*Document segment*.
· · · · · · ·
After last week’s character focus, this week’s prompts are going to focus on different plot archetypes.

First up: the fish out of water story.

This ties in nicely with the focus on character, since the fish out of water story lays a great emphasis on the characters – either the alien character, or the ones who are trying to deal with having him in their lives. Think: Mork and Mindy, The Wizard of Oz, Hitchhiker’s Guide To The Galaxy… It also allows you scope to have fun with descriptions, point of view, dialogue, belief systems, you name it.

Write A Fish Out Of Water Story

Go!

[Prompt] May 13 – What Your Character Wants

Every character should want something, even if it is only a glass of water.

-Kurt Vonnegut

A concrete way to ensure that you are writing a story — not a scene or a character sketch — is to make sure your character wants something. Give your hero a want or a need, then move them towards or away from that thing. Et voilà! You have a  story.

There isn’t much room in a short story. You can’t afford to give your main character two or three things she wants (unless it’s two things that are diametrically opposed). She will have other things that matter to her, of course. It’s just that now — at this moment in her life, the one we’re spying on — she has one overriding want or need that she must resolve.

Secondary characters have wants and needs too, but you don’t have much room to talk about them. If your secondary character is the antagonist (or villain) you can spend more time on their ‘wants’ since exploring them is probably part of explaining why your hero isn’t getting what she wants yet. Otherwise, mentioning their dream in one sentence can be a great way to flesh out secondary characters.

Make Your Characters Want Something

Today, write a story in which you give a character a very specific want or need (you don’t have to spell it out at the start). Move them towards their goal, put rocks in their path, grant or deny their wish.

Give every secondary character a specific need too – even if it never makes it into the story, be sure you know what that person’s dearest wish is.

For more inspiration on this subject, check out Nathan Bransford’s post on the subject.

[Prompt] May 12 – Other Than Human

WRITE ABOUT A NON-HUMAN CHARACTER

Can you write a non-human character without making it react like a human? How would a table/tree/robot/alien think? How would it speak? How would it react compared to the reactions of someone born and raised in the West in the 21st Century?

Can you write a truly non-human character?

Go!

[Prompt] May 11 – Delayed Appearance

DELAY THE APPEARANCE OF THE MAIN CHARACTER

Sometimes it’s a problem to create enough suspense in a short story to keep the reader engaged. An interesting way to do this is to delay the appearance of your main character until quite far into the story. This follows on from yesterday’s prompt where you kept your protagonist off-sceen. This time, however, you can build them up and then allow them to take the stage.

How does this feel? Better? Did you keep the tension going even after the character appeared?

Keep Your Main Character In The Wings

Go!
· · · · · · ·
*Items*.
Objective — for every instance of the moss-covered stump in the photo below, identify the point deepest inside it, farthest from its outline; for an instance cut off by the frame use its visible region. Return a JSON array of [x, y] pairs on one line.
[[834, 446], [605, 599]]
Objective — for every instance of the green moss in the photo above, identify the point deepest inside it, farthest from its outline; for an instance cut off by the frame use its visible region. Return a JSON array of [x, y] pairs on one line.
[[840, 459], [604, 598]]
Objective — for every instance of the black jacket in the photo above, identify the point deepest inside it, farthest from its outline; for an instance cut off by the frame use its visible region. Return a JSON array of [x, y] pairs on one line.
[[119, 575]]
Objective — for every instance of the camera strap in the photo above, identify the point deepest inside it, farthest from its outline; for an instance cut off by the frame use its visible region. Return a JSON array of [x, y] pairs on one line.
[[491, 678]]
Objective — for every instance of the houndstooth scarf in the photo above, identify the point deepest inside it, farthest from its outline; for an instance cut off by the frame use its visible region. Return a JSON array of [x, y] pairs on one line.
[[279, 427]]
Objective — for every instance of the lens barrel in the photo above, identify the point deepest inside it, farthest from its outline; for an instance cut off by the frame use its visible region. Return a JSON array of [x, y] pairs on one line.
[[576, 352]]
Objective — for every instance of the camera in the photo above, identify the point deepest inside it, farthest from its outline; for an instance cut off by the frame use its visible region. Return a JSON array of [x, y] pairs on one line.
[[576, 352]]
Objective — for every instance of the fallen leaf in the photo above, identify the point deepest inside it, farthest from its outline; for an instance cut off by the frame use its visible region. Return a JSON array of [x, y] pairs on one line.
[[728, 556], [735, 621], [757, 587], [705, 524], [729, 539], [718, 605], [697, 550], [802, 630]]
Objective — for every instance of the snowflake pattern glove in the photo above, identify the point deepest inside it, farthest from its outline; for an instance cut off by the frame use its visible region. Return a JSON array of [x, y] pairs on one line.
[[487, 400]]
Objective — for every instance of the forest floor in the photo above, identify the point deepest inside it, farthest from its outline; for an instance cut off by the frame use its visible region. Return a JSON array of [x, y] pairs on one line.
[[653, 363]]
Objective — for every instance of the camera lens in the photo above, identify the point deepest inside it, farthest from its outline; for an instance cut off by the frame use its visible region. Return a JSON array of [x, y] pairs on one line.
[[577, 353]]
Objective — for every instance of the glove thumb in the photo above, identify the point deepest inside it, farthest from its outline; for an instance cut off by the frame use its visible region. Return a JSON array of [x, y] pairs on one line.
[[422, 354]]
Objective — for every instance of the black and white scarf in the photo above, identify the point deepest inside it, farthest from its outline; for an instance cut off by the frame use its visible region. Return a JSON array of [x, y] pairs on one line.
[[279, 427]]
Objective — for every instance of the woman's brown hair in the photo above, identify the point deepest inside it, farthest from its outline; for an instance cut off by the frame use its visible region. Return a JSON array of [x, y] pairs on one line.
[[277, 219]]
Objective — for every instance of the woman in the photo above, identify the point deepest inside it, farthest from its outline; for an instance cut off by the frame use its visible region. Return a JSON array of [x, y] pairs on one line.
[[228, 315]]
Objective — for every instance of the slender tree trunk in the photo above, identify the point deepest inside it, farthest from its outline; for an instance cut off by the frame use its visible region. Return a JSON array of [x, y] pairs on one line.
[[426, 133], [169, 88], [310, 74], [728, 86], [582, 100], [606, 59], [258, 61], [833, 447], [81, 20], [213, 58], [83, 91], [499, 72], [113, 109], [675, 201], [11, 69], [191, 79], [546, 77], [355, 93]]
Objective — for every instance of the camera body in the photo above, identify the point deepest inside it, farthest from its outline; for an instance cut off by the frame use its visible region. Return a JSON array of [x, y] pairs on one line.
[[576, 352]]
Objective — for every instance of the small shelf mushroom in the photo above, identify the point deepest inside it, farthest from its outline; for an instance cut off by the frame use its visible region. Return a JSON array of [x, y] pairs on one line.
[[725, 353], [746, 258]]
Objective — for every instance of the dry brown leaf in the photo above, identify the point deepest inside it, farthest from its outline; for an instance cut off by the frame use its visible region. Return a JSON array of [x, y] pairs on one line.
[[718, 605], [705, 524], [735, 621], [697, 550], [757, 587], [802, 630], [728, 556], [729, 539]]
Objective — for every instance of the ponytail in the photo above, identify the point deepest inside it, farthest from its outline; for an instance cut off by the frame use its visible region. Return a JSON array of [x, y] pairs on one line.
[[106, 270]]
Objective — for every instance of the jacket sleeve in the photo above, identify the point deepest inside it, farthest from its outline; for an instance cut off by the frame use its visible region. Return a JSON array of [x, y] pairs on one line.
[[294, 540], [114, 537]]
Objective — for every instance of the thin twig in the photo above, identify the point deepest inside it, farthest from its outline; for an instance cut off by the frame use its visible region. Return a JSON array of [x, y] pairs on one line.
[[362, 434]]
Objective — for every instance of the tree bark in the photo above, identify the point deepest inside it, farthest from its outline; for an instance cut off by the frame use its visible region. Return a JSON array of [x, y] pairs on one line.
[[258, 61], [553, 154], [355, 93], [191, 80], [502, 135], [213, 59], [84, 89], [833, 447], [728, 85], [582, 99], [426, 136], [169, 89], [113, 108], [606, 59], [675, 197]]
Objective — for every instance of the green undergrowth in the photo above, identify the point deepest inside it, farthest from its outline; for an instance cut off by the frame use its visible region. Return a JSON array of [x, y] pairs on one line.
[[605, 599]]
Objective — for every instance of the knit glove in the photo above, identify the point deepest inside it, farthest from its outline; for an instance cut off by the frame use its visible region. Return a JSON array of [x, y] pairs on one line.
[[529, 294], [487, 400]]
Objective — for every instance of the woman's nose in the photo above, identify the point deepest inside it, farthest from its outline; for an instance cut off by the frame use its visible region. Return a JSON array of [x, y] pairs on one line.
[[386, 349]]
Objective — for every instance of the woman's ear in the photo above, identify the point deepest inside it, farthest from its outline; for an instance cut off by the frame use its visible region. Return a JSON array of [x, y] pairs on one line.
· · · · · · ·
*Actions to take*.
(1) In the writing prompts, what does the Kurt Vonnegut quotation say is the least a character might want?
(2) Rewrite the stretch of the writing prompts from "[Prompt] May 11" through "the character appeared?", putting "intrigue" in place of "suspense".

*Answers for this exercise*.
(1) A glass of water.

(2)
[Prompt] May 11 – Delayed Appearance

DELAY THE APPEARANCE OF THE MAIN CHARACTER

Sometimes it’s a problem to create enough intrigue in a short story to keep the reader engaged. An interesting way to do this is to delay the appearance of your main character until quite far into the story. This follows on from yesterday’s prompt where you kept your protagonist off-sceen. This time, however, you can build them up and then allow them to take the stage.

How does this feel? Better? Did you keep the tension going even after the character appeared?